Islam (di) Nusantara*

Islam (di) Nusantara

Islam (di) Nusantara

Islam (di) Nusantara*

*Oleh Joko Setiawan, A Social Worker, 32nd Trainee of Asian Social Welfare Worker’s Training Program by Japan National Council of Social Welfare (JNCSW/Zenshakyou)

Tidak dipungkiri bahwa munculnya istilah “Islam Nusantara” menjadi perbincangan hangat di kalangan aktivis dakwah Islam di Indonesia. Bahkan, sampai-sampai masyarakat umum sekalipun menjadi tertarik mengenai apa yang sebenarnya diperbincangkan hingga ramai antara pendapat pro dan kontra terhadap peristilahan “Islam Nusantara” tersebut.

Dan yang terbaru, terbitlah ebook berjudul “Islam Nusantara, Islamisasi Nusantara atau Menusantarakan Islam” terbitan dari redaksi Islampos tertanggal 1 Agustus 2015 yang diperuntukkan kepada seluruh kaum muslimin secara gratis. Saya yang ikut menshare berita tersebut dari page Islampos di Facebook, ternyata mendapat tanggapan yang cukup antusias dari beberapa jaringan pertemanan yang ada. Mereka sama-sama menyatakan rasa keingintahuannya dengan meminta kiriman ebook tersebut dikarenakan dari page Islampos mungkin terlalu panjang antriannya sehingga lama ditunggu tapi kiriman ebook belum sampai jua.

Isi ebook tersebut terdiri dari empat buah tulisan. Sederhana, singkat, namun menukik pada isu “Islam Nusantara” tentang apa yang seharusnya dipahami atas penggunaan peristilahan tersebut. Dari keempat penulis, memang yang jam terbang menulisnya tinggi adalah Ustad Muhammad Pizaro dan Ustad Kholili Hasib, sedangkan kedua penulis lainnya saya pikir adalah penulis baru. Namun demikian, tidak mengurangi bobot artikel yang mampu mencerahkan kita bersama.

• _DESKRIPSI TUGAS_
Lanjutkan tulisan tentang Islam Nusantara di atas, dimulai tepat setelah kalimat terakhirnya.

• _DATA YANG DIBERIKAN_
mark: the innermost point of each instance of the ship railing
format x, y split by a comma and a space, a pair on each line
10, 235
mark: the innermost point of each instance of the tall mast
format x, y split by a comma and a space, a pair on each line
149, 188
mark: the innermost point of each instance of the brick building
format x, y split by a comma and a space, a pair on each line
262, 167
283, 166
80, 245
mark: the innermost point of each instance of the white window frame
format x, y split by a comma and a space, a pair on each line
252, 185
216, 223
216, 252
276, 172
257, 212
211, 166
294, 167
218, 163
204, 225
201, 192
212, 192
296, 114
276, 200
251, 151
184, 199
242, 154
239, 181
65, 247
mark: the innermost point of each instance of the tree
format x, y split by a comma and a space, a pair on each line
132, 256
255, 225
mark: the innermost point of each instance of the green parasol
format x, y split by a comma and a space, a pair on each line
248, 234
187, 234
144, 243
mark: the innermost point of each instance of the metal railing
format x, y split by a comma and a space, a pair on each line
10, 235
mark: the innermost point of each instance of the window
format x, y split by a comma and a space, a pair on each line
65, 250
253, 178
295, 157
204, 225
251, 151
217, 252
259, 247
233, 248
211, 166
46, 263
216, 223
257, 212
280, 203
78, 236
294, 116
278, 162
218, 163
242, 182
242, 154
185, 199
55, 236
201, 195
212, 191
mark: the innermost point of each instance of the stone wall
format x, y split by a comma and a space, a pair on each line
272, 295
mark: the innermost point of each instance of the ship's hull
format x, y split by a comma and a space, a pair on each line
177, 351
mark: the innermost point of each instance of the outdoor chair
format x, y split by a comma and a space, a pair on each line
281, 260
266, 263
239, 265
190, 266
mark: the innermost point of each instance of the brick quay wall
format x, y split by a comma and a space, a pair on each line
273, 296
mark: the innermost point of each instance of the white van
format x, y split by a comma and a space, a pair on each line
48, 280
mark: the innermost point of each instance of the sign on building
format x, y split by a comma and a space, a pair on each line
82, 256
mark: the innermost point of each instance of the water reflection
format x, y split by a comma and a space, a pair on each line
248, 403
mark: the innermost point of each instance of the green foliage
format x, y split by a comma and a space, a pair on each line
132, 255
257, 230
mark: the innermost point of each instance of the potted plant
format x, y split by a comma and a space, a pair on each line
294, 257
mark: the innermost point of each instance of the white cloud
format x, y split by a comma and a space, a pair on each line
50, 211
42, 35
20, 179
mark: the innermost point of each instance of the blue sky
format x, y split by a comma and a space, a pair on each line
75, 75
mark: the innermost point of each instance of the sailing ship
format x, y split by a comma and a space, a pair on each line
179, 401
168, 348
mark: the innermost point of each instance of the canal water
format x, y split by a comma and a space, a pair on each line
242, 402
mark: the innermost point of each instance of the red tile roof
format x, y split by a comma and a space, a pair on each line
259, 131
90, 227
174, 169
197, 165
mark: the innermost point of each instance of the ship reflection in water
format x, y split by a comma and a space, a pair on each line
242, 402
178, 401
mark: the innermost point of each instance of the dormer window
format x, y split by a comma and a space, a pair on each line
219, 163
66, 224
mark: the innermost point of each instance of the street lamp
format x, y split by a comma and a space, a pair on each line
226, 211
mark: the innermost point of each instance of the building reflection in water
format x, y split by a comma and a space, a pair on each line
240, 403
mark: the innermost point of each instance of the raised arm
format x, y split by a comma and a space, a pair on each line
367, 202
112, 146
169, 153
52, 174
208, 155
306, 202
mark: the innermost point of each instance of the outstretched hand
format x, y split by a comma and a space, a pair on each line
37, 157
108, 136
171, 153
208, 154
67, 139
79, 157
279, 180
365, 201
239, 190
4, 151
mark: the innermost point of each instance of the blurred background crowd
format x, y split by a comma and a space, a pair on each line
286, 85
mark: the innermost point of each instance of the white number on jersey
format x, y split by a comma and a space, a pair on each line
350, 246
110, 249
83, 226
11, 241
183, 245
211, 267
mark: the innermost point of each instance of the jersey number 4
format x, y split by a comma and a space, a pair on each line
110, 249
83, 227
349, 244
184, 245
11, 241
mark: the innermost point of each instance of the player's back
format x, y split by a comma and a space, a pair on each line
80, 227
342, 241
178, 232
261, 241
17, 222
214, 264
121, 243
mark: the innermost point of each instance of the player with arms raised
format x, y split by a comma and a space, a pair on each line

• _HASIL_
Awal bulan Juli lalu, Dr. Hamid Fahmy Zarkasyi, putra dari Pendiri Pondok Pesantren Modern Gontor yang juga sebagai Direktur Institute for the Study of Islamic Thought and Civilization (INSIST) memberikan pemaparan pada acara Seminar Islam & Nusantara di Gedung Juang Jakarta Pusat. Inti dari ceramah beliau adalah, bahwa term dari “Islam Nusantara” itu memiliki beberapa kesalahan fatal dalam memahami penggunaan bahasa. Memberikan kata sifat pada Islam, adalah bisa mempersempit makna Islam itu sendiri. Label “Islam Nusantara” juga berarti mengakui bahwa adanya Islam lain seperti “Islam Arab”, “Islam Afrika”, “Islam Moderat”, “Islam Teroris” dan lain sebagainya. Lebih jauh dari itu, sebenarnya pengkotakan istilah Islam adalah merupakan agenda Liberalisasi Islam, begitu menurut beliau.

Di Facebook, saya juga dapati beberapa kawan yang begitu gigih mempertahankan istilah “Islam Nusantara”, mengingat memang yang mengkampanyekan hal tersebut adalah sebuah organisasi Islam besar di Indonesia, apalagi tokoh yang menyuarakannya juga langsung dari pimpinan tertingginya, sebut saja KH. Said Agil Siradj yang merupakan Ketua Umum Pengurus Besar Nahdlatul Ulama (PBNU). Namun, tidak bisa dipungkiri juga, bahwa tokoh-tokoh pemikir di dalamnya, tidak semuanya menyetujui dari kampanye penggunaan istilah “Islam Nusantara” tersebut, seperti KH. Idrus Ramli, KH. Muhyiddin Abdus Shomad, KH. Misbahussalam, KH. Muhith Muzadi dan lain-lain.

Sebenarnya, sebelum Muktamar NU ke-33 di Jombang tersebut dilaksanakan yang pada akhirnya menggunakan istilah “Islam Nusantara” sebagai tema besar, Panitia Muktamar telah menyelenggarakan diskusi di Makassar, Sulawesi Selatan pada 22 April 2015 sebagaimana dilansir oleh website mukmatar.nu.or.id. KH Afifuddin Muhajir yang merupakan Katib Syuriah PBNU sebagai salah satu narasumber awalnya mengemukakan bahwa penggunaan istilah “Islam Nusantara” memang ganjil didengar lantaran Islam memang sumbernya satu dan bersifat Illahiyah. Meskipun pada akhirnya pendapat para narasumber di sana dikesankan “membolehkan” penggunaan istilah “Islam Nusantara” tersebut. Namun, sejatinya di akhir diskusi para narasumber tidak mampu memberikan pengertian definitif dan operasional terkait istilah “Islam Nusantara” tersebut.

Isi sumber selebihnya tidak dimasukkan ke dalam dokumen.